_ASSIGNED TASK_
Read the lines below, and copy any that contain the string "wheel".

_DATA UNDER STUDY_
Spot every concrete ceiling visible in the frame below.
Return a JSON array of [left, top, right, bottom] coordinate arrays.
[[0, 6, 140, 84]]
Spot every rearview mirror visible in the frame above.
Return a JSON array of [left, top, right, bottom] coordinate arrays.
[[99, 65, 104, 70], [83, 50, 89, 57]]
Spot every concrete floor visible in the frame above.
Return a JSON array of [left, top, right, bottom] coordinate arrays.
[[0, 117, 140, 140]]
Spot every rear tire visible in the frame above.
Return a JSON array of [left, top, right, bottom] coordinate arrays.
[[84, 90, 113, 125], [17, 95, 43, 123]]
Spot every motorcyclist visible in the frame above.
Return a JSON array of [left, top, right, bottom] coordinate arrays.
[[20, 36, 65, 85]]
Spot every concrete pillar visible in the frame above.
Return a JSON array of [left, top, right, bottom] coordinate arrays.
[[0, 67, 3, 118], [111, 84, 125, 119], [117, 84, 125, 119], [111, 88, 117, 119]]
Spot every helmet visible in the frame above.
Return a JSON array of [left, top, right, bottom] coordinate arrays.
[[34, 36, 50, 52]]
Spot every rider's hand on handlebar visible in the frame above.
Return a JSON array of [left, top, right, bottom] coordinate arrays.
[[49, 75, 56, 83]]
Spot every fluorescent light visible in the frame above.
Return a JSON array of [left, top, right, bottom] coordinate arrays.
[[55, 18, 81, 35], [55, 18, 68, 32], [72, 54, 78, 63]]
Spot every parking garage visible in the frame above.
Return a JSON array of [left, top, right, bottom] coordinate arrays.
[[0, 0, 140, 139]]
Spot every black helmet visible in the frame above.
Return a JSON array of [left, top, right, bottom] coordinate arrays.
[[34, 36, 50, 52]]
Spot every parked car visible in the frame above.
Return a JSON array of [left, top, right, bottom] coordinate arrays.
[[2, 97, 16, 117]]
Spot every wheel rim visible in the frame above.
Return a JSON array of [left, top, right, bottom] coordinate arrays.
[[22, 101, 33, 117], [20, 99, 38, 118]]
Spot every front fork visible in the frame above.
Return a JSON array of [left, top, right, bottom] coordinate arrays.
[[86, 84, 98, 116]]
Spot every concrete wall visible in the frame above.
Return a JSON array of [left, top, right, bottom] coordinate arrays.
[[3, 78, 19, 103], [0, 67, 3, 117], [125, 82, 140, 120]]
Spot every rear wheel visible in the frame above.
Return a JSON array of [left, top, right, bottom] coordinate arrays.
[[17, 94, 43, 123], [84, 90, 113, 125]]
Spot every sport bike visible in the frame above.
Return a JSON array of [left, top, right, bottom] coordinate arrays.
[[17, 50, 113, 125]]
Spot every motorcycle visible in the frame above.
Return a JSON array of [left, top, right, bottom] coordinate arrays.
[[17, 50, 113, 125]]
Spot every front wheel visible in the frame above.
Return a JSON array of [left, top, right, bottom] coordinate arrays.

_SOLUTION FOR THIS EXERCISE_
Spot every wheel rim visible in the frame above.
Spot every rear wheel visible in the frame above.
Spot every front wheel visible in the frame above.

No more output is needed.